[Source extract]:
* Start *

Tuesday, June 12, 2012

Putting your Web hits on the map with libferris and XQuery

This was originally published on LDN back in 2009. Unfortunately the full original article is no longer available, its link now redirects to a generic page instead. Since it's useful content, I've included it here too.

Learn how to take the IP addresses and other information from an apache access.log file and see those IP addresses as place marks with Google Earth and Google Maps. We'll use XQuery to do this instead of Perl or your favourite scripting language. We won't have to worry about breaking up the lines in access.log or opening connections to relational databases to lookup the location of IP addresses in a table -- with the recent advancements in libferris both access.log and relational databases are both already at your fingertips from an XQuery.

* End *

[Instructions to follow]: Continue the article on mapping web hits with libferris and XQuery, starting after its last sentence.

[Given records]:

* Start *

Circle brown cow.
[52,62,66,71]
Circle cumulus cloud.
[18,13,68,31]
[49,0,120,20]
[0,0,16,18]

* End *

[Result of the task]:
Because this article touches on many technologies, I'll omit an introduction to XQuery. You should be able to get the gist of the XQuery code shown at the end of the article, which I'll also describe. But the details of XQuery are left for you to explore in other tutorials.

Because we want to deal with geographic data, specifically IP addresses placed at locations and cities, using KML format XML files makes sense. KML files can be loaded and saved by Google Earth and Google maps, making them a good format for showing graphically on maps where IP addresses are. This is another reason that XQuery works well, you can easily generate an XML document directly from XQuery.

The libferris project started about 10 years ago with the goal of creating a powerful virtual filesystem. Along the way it has gained the ability to mount XML, relational databases, Berkeley db and other ISAM files, and anything else that makes sense. While having everything available as a virtual filesystem is nice, at times you might prefer to use a different interface than a filesystem. So you can now access any libferris filesystem as a virtual XML Document Object Model (DOM), an XQilla document, an SQLite virtual table, or through XSLT.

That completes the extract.